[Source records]
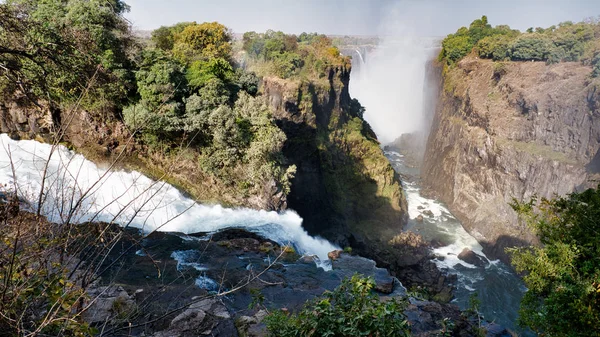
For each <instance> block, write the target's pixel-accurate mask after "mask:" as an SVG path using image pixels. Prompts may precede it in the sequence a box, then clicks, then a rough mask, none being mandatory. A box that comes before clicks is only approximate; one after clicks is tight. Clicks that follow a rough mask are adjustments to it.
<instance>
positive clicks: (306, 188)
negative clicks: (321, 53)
mask: <svg viewBox="0 0 600 337" xmlns="http://www.w3.org/2000/svg"><path fill="white" fill-rule="evenodd" d="M349 80H350V69H349V68H345V67H338V68H332V69H330V70H329V73H328V76H327V77H325V78H323V79H320V80H317V81H306V80H289V79H288V80H282V79H279V78H275V77H265V78H264V80H263V85H262V90H263V91H264V94H265V95H266V96H267V97H268V98H269V102H270V104H271V106H272V107H273V109H274V111H275V115H274V117H275V119H276V120H277V124H278V126H279V127H280V128H281V129H282V130H283V131H284V132H285V134H286V136H287V141H286V143H285V145H284V148H283V153H284V155H285V157H286V158H287V160H288V161H289V163H290V164H293V165H296V167H297V171H296V175H295V178H294V179H293V180H292V188H291V192H290V194H289V195H288V205H289V206H290V207H291V208H292V209H294V210H296V211H298V213H299V214H300V215H301V216H302V217H303V219H304V222H303V225H304V228H306V230H307V231H308V232H309V233H311V234H313V235H317V234H318V235H321V236H323V237H326V238H327V239H329V240H332V241H334V242H336V243H338V244H339V245H341V246H352V247H353V248H355V249H357V251H358V252H359V253H360V254H364V255H366V256H368V257H371V258H373V259H375V260H377V262H378V263H380V264H382V265H385V266H391V265H394V263H396V260H397V259H398V257H397V256H395V254H394V253H391V252H392V249H391V244H390V243H389V241H390V240H392V238H393V237H394V236H396V235H398V234H400V233H401V231H402V227H403V224H404V223H405V217H406V214H407V204H406V199H405V196H404V193H403V191H402V186H401V184H400V179H399V177H398V175H397V174H396V173H395V171H394V169H393V168H392V166H391V165H390V163H389V161H388V160H387V159H386V158H385V156H384V155H383V152H382V150H381V148H380V147H379V142H378V141H377V139H376V136H375V134H374V133H373V131H372V130H371V128H370V126H369V125H368V124H367V123H366V122H365V121H364V120H363V119H362V107H361V106H360V104H359V103H358V102H357V101H356V100H352V99H351V98H350V95H349V93H348V83H349ZM390 254H392V255H390Z"/></svg>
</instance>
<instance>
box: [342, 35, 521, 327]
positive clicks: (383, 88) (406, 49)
mask: <svg viewBox="0 0 600 337" xmlns="http://www.w3.org/2000/svg"><path fill="white" fill-rule="evenodd" d="M437 45H439V39H426V38H410V37H407V38H395V39H392V38H385V39H383V40H382V42H381V44H380V45H379V46H377V47H376V48H375V49H374V50H371V51H370V52H368V53H366V55H362V54H360V50H357V51H356V53H358V54H359V55H358V57H355V58H353V62H354V64H353V71H352V74H351V78H350V94H351V96H352V97H353V98H357V99H358V100H359V102H360V103H361V104H362V105H363V106H364V107H365V119H367V121H368V122H369V124H371V126H372V127H373V130H374V131H375V133H376V134H377V137H378V138H379V139H380V141H381V142H382V143H383V144H386V143H389V142H392V141H393V140H394V139H396V138H397V137H399V136H400V135H402V134H404V133H412V132H425V133H427V132H428V130H425V129H426V128H427V127H428V125H429V122H430V121H428V120H427V119H428V118H431V117H432V113H431V111H425V109H428V108H432V107H433V106H434V105H432V104H429V107H427V106H426V105H425V104H424V100H425V99H436V97H433V95H432V90H429V89H430V88H431V87H428V85H429V84H428V83H425V81H426V79H425V74H426V68H425V67H426V65H427V62H428V61H429V60H431V59H433V57H435V52H436V50H438V49H437V47H436V46H437ZM432 85H435V84H432ZM425 95H428V96H430V95H431V96H432V97H425ZM385 155H386V156H387V157H388V159H389V160H390V162H391V164H392V165H393V166H394V169H395V170H396V171H397V172H398V173H400V174H401V175H403V176H404V177H405V178H407V179H403V180H404V181H403V183H402V185H403V188H404V191H405V193H406V197H407V202H408V213H409V218H410V220H409V222H408V225H407V226H406V229H407V230H411V231H414V232H416V233H418V234H421V235H422V236H423V237H424V238H425V239H426V240H432V241H434V242H436V243H437V244H438V245H439V247H437V248H435V249H433V253H434V254H435V255H436V256H437V258H436V259H435V260H434V262H435V263H436V264H437V265H438V267H439V268H440V269H445V270H448V271H449V272H450V273H452V274H457V276H458V284H457V289H456V292H455V300H454V302H455V303H456V304H458V305H459V306H460V307H462V308H467V307H468V306H469V298H470V296H471V294H473V293H475V292H477V293H478V295H479V298H480V300H481V302H482V304H481V308H480V309H481V311H482V313H483V314H484V316H485V317H486V318H487V319H489V320H495V321H496V322H498V323H500V324H502V325H504V326H506V327H509V328H515V320H516V317H517V310H518V306H519V302H520V299H521V297H522V294H523V291H524V290H525V289H524V287H523V283H522V281H521V280H520V279H519V278H518V277H517V276H516V275H515V274H514V273H513V272H512V271H511V270H510V269H509V268H508V267H507V266H506V265H504V264H502V263H501V262H500V261H490V260H489V259H488V258H487V256H486V255H485V254H484V253H483V247H482V246H481V245H480V244H479V242H477V240H476V239H475V238H474V237H473V236H471V235H470V234H469V233H468V232H467V231H466V230H465V229H464V228H463V227H462V224H461V223H460V221H458V219H456V218H455V217H454V216H453V215H452V214H451V213H450V211H449V210H448V209H447V208H446V207H445V206H444V205H443V204H442V203H440V202H439V201H437V200H434V199H428V198H424V197H423V196H421V194H420V186H419V172H418V171H419V170H418V169H415V168H413V167H410V166H409V165H406V163H405V162H404V160H405V159H404V157H403V155H402V154H400V153H398V152H394V151H385ZM465 248H467V249H469V250H471V251H472V252H474V253H475V254H477V255H478V256H479V257H480V258H481V259H482V263H484V264H485V267H477V266H475V265H472V264H469V263H467V262H465V261H463V260H461V259H459V258H458V255H459V254H460V253H461V252H462V251H463V249H465Z"/></svg>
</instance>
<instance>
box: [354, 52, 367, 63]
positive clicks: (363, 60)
mask: <svg viewBox="0 0 600 337" xmlns="http://www.w3.org/2000/svg"><path fill="white" fill-rule="evenodd" d="M354 51H356V53H357V54H358V57H360V65H361V66H362V65H364V64H365V59H364V57H363V56H362V53H361V52H360V49H358V48H356V49H355V50H354Z"/></svg>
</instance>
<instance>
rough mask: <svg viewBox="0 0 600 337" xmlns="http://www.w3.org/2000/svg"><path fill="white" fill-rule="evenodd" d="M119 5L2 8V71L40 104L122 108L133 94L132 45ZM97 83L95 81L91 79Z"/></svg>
mask: <svg viewBox="0 0 600 337" xmlns="http://www.w3.org/2000/svg"><path fill="white" fill-rule="evenodd" d="M127 10H128V6H127V5H125V3H123V2H122V1H120V0H109V1H103V0H89V1H84V0H72V1H68V2H67V1H58V0H52V1H50V0H49V1H40V0H10V1H7V2H5V3H2V4H0V23H1V25H0V27H2V28H0V46H1V47H0V64H2V68H0V72H2V74H3V75H4V76H3V77H4V78H7V79H8V81H9V82H11V83H12V90H10V92H14V91H15V90H19V91H20V92H21V93H22V94H25V95H27V96H28V97H29V98H30V100H31V101H32V102H34V103H36V104H38V102H37V100H38V99H43V100H45V101H48V100H49V101H50V102H48V103H49V104H50V105H55V106H57V105H59V102H60V103H68V102H74V101H76V100H77V99H78V97H79V96H81V94H82V92H83V91H85V90H87V91H90V92H91V93H93V94H92V95H86V96H85V99H84V100H83V102H82V103H83V104H84V105H85V106H86V107H88V108H96V109H98V108H114V107H119V106H120V105H121V104H122V103H123V102H124V98H125V96H126V95H127V93H128V91H129V90H130V89H131V86H130V83H131V79H132V77H131V72H130V68H131V65H130V62H129V59H128V57H127V50H128V48H129V47H130V45H131V43H132V42H131V41H132V40H131V38H130V34H129V28H128V25H127V23H126V21H125V19H123V17H122V14H123V13H124V12H125V11H127ZM92 79H93V80H92Z"/></svg>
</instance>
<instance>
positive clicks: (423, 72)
mask: <svg viewBox="0 0 600 337" xmlns="http://www.w3.org/2000/svg"><path fill="white" fill-rule="evenodd" d="M431 41H432V39H423V38H421V39H418V38H395V39H392V38H387V39H384V40H383V41H382V42H381V43H380V45H379V46H378V47H377V48H375V49H374V50H372V51H370V52H369V53H368V54H367V55H366V57H363V55H362V53H360V51H359V50H357V53H358V55H359V57H360V59H361V62H362V64H361V65H360V67H358V68H357V69H354V71H353V72H352V74H351V79H350V95H351V96H352V97H353V98H357V99H358V100H359V101H360V103H361V104H362V105H363V106H364V107H365V109H366V111H365V119H366V120H367V121H368V122H369V124H371V126H372V127H373V130H374V131H375V133H376V134H377V137H378V138H379V139H380V141H381V142H382V143H388V142H391V141H393V140H394V139H396V138H397V137H398V136H400V135H401V134H403V133H410V132H415V131H418V130H420V129H421V128H422V126H423V124H424V123H423V111H422V110H423V89H424V85H425V66H426V63H427V61H429V60H430V59H432V58H433V55H434V51H435V49H434V48H432V42H431Z"/></svg>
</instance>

**INSTRUCTIONS FOR THE TASK**
Revise the part of the records that runs from their start through the line containing "negative clicks: (321, 53)", replacing "rough mask" with "coarse mask" and leaving everything else unchanged. Return only those lines, without the pictures.

**YOUR RESPONSE**
For each <instance> block, write the target's pixel-accurate mask after "mask:" as an SVG path using image pixels. Prompts may precede it in the sequence a box, then clicks, then a coarse mask, none being mandatory. A box that comes before clicks is only approximate; one after clicks is tight. Clicks that follow a coarse mask are adjustments to it.
<instance>
positive clicks: (306, 188)
negative clicks: (321, 53)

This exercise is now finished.